- **WRITTEN REQUEST**: Please render the lines below as a numbered list, leaving out any blank lines.

------------------------------------------------------------

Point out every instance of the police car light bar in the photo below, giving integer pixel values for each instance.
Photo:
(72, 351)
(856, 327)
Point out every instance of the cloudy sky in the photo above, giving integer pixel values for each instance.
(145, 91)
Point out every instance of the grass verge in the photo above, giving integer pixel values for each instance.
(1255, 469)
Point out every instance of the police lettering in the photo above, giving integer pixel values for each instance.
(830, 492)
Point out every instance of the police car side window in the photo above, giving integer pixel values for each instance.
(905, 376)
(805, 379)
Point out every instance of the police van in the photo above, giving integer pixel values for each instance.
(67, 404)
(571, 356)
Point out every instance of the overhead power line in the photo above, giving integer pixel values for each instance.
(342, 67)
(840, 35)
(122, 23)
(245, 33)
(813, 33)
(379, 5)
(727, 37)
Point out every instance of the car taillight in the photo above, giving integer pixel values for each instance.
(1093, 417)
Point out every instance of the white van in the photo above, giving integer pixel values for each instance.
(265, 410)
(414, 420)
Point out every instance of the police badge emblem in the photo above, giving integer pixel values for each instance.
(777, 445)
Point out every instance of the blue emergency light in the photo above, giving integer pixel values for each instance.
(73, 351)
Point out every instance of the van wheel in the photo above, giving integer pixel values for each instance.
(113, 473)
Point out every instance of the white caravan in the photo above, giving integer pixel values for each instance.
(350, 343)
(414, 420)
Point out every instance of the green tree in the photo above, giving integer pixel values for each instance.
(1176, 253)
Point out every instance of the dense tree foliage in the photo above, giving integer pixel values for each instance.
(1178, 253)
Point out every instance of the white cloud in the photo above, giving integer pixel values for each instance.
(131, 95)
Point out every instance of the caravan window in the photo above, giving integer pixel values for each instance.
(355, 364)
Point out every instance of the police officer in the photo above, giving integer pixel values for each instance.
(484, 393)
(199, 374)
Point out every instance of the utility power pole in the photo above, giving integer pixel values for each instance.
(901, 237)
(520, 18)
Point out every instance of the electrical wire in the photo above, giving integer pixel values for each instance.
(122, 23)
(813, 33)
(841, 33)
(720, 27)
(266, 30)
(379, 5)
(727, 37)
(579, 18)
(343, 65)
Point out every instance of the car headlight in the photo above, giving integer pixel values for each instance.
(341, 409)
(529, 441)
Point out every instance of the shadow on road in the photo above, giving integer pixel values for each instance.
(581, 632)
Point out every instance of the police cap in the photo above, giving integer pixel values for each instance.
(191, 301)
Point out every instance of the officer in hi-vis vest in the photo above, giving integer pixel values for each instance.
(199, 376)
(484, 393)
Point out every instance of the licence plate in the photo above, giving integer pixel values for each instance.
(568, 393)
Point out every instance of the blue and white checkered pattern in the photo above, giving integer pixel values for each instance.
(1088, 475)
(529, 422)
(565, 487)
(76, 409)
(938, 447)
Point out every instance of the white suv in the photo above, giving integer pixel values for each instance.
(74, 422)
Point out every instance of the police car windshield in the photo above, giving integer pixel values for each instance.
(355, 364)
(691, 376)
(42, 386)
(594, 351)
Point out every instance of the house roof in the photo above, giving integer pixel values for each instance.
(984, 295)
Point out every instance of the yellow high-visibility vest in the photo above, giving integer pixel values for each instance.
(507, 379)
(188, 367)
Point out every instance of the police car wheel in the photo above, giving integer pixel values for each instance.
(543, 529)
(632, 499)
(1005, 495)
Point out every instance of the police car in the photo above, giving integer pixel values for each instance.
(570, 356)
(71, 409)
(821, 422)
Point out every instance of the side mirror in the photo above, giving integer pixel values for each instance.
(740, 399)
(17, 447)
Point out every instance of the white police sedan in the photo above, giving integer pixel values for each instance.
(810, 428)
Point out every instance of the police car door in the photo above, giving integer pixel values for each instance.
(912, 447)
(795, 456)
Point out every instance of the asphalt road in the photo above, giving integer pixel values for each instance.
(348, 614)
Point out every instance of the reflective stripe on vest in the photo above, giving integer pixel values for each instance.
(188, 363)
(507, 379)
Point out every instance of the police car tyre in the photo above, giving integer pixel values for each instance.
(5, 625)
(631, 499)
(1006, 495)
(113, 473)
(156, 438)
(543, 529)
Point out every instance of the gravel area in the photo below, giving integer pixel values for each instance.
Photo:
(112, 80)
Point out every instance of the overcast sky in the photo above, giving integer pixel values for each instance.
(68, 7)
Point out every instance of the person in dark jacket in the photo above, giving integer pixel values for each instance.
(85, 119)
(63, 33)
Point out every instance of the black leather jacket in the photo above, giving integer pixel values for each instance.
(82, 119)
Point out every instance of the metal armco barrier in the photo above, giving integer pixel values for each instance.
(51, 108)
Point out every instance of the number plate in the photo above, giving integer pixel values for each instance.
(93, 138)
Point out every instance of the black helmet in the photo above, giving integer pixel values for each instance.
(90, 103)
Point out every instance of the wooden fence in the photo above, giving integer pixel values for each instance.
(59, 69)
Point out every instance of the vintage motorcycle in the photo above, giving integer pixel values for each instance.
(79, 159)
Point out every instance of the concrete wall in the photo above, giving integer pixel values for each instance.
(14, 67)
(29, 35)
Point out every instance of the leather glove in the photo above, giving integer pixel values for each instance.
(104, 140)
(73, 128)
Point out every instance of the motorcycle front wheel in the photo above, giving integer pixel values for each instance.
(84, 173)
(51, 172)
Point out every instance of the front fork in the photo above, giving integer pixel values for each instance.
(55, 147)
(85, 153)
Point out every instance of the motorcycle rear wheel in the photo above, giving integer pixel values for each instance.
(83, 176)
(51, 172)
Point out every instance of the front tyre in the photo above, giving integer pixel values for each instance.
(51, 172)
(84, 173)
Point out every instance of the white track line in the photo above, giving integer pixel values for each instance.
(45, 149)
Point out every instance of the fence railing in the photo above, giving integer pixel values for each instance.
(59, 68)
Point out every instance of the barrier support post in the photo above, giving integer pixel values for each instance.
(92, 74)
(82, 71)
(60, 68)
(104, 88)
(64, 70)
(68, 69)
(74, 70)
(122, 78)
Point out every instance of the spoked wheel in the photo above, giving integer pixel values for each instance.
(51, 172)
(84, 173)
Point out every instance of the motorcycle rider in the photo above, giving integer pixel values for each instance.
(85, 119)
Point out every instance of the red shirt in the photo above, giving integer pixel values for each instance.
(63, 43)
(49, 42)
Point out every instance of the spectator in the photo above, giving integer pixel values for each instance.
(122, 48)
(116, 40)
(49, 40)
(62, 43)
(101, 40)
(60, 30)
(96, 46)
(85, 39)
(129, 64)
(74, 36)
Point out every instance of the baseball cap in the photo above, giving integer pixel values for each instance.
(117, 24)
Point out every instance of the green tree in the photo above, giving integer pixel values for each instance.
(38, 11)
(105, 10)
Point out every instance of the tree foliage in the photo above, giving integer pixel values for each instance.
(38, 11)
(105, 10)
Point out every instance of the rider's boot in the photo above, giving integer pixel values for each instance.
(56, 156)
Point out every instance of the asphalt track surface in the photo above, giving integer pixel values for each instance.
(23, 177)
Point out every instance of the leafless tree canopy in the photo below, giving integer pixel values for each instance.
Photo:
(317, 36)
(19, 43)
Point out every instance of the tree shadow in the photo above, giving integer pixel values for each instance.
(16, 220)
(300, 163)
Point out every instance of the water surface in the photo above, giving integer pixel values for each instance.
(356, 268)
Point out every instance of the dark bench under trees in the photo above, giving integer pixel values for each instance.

------------------------------------------------------------

- **OUTPUT BELOW**:
1. Point out every instance of the police car light bar in the photo below, giving integer pixel values for each instance.
2. Photo:
3. (72, 351)
4. (856, 327)
5. Point out every instance of the cloudy sky in the photo above, giving integer pixel values for each instance.
6. (145, 91)
7. Point out every instance of the grass verge in the photo above, giving integer pixel values for each instance.
8. (1255, 469)
9. Point out every instance of the police lettering in the photo above, giving integer pixel values for each instance.
10. (830, 492)
11. Point out every instance of the police car side window in the photo above, giving integer pixel values for each instance.
12. (905, 376)
13. (805, 379)
14. Point out every instance of the police van in the photo above, giving integer pixel values for each instance.
15. (67, 404)
16. (571, 356)
17. Point out every instance of the overhead power line in the photo above, giving integer pixel values for each instance.
18. (342, 67)
19. (840, 35)
20. (122, 23)
21. (245, 33)
22. (813, 33)
23. (379, 5)
24. (727, 37)
25. Point out every instance of the car taillight in the photo above, giving integer pixel values for each instance.
26. (1093, 417)
27. Point out every instance of the white van in the photo above, giving integer pixel values for each instance.
28. (265, 410)
29. (414, 420)
30. Point out every instance of the police badge emblem in the photo above, giving integer pixel values for each instance.
31. (777, 445)
32. Point out every instance of the blue emergency light in the photo above, giving integer pixel values for each instance.
33. (73, 351)
34. Point out every instance of the van wheel in the photo above, giving integer pixel values for each instance.
35. (113, 473)
36. Point out every instance of the white caravan in the photo above, giving integer pixel values for each instance.
37. (350, 343)
38. (414, 420)
39. Point out every instance of the green tree in the photo above, giving integer pixel values for each instance.
40. (1176, 253)
41. Point out every instance of the dense tree foliage in the photo above, giving integer pixel values for each instance.
42. (1178, 253)
43. Point out every instance of the white cloud in the photo above, giving integer pixel values for each instance.
44. (131, 95)
45. Point out every instance of the caravan window in the photo above, giving integer pixel values for each instance.
46. (355, 364)
47. Point out every instance of the police officer in the photo above, giving integer pixel values for each instance.
48. (484, 393)
49. (199, 374)
50. Point out every instance of the utility power pole in the photo above, giving integer pixel values for each instance.
51. (901, 237)
52. (520, 18)
53. Point out every instance of the electrical wire in the photo above, giving integer pixel values for each instance.
54. (122, 23)
55. (813, 33)
56. (841, 33)
57. (720, 27)
58. (266, 30)
59. (379, 5)
60. (727, 37)
61. (579, 18)
62. (343, 65)
63. Point out every instance of the car headlight in the photo above, giving integer pixel values for each instance.
64. (341, 409)
65. (529, 441)
66. Point out every instance of the shadow on road in the photo above, giving integer pixel values for each instance.
67. (581, 632)
68. Point out every instance of the police cap in the photo above, giving integer pixel values for each instance.
69. (191, 301)
70. Point out every instance of the officer in hi-vis vest in the photo above, giving integer pixel values for each instance.
71. (199, 376)
72. (484, 393)
73. Point out every instance of the licence plate in the photo above, giving integer pixel values for each instance.
74. (568, 393)
75. Point out every instance of the blue and white checkered pattern in the photo above, giving integer pixel values for each instance.
76. (1088, 475)
77. (529, 422)
78. (565, 487)
79. (76, 409)
80. (938, 447)
81. Point out every instance of the white suv in the photo above, giving integer pixel values for each instance.
82. (74, 422)
83. Point out every instance of the police car windshield in the photo above, giving integer pixel values for each instance.
84. (355, 364)
85. (691, 376)
86. (42, 386)
87. (594, 351)
88. Point out every instance of the house roof in the photo above, giving integer pixel values for each instance.
89. (984, 295)
90. Point out every instance of the yellow high-visibility vest in the photo above, giving integer pixel values for each instance.
91. (507, 379)
92. (188, 367)
93. Point out every instance of the police car wheel in the photo above, giving integer pixel values for each instance.
94. (543, 529)
95. (632, 499)
96. (1005, 495)
97. Point out every instance of the police car in the photo above, giving integer pixel values for each instance.
98. (570, 356)
99. (71, 409)
100. (821, 422)
101. Point out every instance of the side mirror in the photo above, giving integer pixel values for each instance.
102. (740, 399)
103. (17, 447)
104. Point out every instance of the white police sedan in the photo above, giving integer pixel values for each instance.
105. (810, 428)
106. Point out every instance of the police car door in the photo above, giving integer pixel values for each instance.
107. (912, 447)
108. (795, 456)
109. Point out every instance of the asphalt road in the photo above, giving integer pixel values for each instance.
110. (348, 614)
111. Point out every instance of the reflective stripe on vest in the photo above, giving integer pixel values for each instance.
112. (188, 363)
113. (507, 379)
114. Point out every instance of the police car tyre in the photo above, giving integer pixel values for each instance.
115. (5, 625)
116. (631, 499)
117. (1006, 495)
118. (113, 473)
119. (156, 438)
120. (543, 529)
121. Point out every instance of the gravel area in the photo below, giving integer pixel values for each instance.
122. Photo:
123. (112, 80)
124. Point out every instance of the overcast sky in the photo above, giving integer pixel values for each instance.
125. (68, 7)
126. Point out every instance of the person in dark jacket in the photo above, giving integer pixel values for each instance.
127. (85, 119)
128. (63, 33)
129. Point out every instance of the black leather jacket in the photo above, giving integer pixel values for each instance.
130. (82, 119)
131. Point out every instance of the metal armco barrier in the photo above, giving integer pixel values for each instance.
132. (51, 108)
133. Point out every instance of the number plate in the photo above, giving integer pixel values for each instance.
134. (93, 138)
135. Point out every instance of the black helmet in the photo above, giving integer pixel values for each instance.
136. (90, 103)
137. Point out every instance of the wooden fence in the photo above, giving integer pixel values for each instance.
138. (59, 69)
139. Point out every instance of the vintage motorcycle in the photo above, giving integer pixel values for each instance.
140. (79, 159)
141. Point out every instance of the concrete wall in the photo above, giving integer pixel values for each instance.
142. (14, 67)
143. (29, 35)
144. Point out every instance of the leather glove in the photo above, giving integer pixel values for each instance.
145. (104, 140)
146. (73, 128)
147. Point out every instance of the motorcycle front wheel in the photo above, giving integer pixel values for each instance.
148. (84, 173)
149. (51, 172)
150. Point out every instance of the front fork in the photo above, giving integer pixel values for each instance.
151. (55, 147)
152. (85, 153)
153. Point out every instance of the motorcycle rear wheel in the photo above, giving integer pixel values for each instance.
154. (83, 176)
155. (51, 172)
156. Point out every instance of the front tyre in the photo above, giving integer pixel values for each instance.
157. (51, 172)
158. (84, 173)
159. Point out every instance of the white track line in the photo above, giving integer pixel values for each instance.
160. (45, 149)
161. Point out every instance of the fence railing in the photo above, giving integer pixel values for each instance.
162. (59, 68)
163. Point out every instance of the barrier support post in the photo above, giving integer pixel values for each instance.
164. (92, 74)
165. (82, 71)
166. (60, 68)
167. (104, 88)
168. (64, 70)
169. (68, 69)
170. (74, 70)
171. (122, 78)
172. Point out every instance of the spoked wheel in the photo above, giving integer pixel values for each instance.
173. (51, 172)
174. (84, 173)
175. Point out every instance of the motorcycle rider in the photo above, giving integer pixel values for each instance.
176. (85, 119)
177. Point out every instance of the red shirt in the photo above, giving integer pixel values for each instance.
178. (63, 43)
179. (49, 42)
180. Point out every instance of the spectator in the photo above, giving integer pixel values for each instance.
181. (122, 48)
182. (116, 40)
183. (49, 40)
184. (62, 43)
185. (101, 40)
186. (60, 30)
187. (96, 46)
188. (85, 39)
189. (129, 64)
190. (74, 36)
191. Point out every instance of the baseball cap in the photo above, giving integer pixel values for each instance.
192. (117, 24)
193. Point out every instance of the green tree in the photo above, giving integer pixel values for each instance.
194. (38, 11)
195. (105, 10)
196. Point out every instance of the tree foliage in the photo above, giving integer pixel values for each instance.
197. (38, 11)
198. (105, 10)
199. Point out every instance of the rider's boot in the photo above, giving integer pixel values for each instance.
200. (56, 156)
201. Point out every instance of the asphalt track surface in the photo above, giving integer pixel values for each instance.
202. (23, 177)
203. Point out every instance of the leafless tree canopy in the photo below, giving integer pixel values for each instance.
204. Photo:
205. (317, 36)
206. (19, 43)
207. Point out every instance of the tree shadow in the photo above, giving integer pixel values for each instance.
208. (16, 220)
209. (300, 163)
210. Point out every instance of the water surface in the photo above, giving integer pixel values for each instance.
211. (356, 268)
212. Point out every instance of the dark bench under trees in the photo above, giving integer pixel values for each instance.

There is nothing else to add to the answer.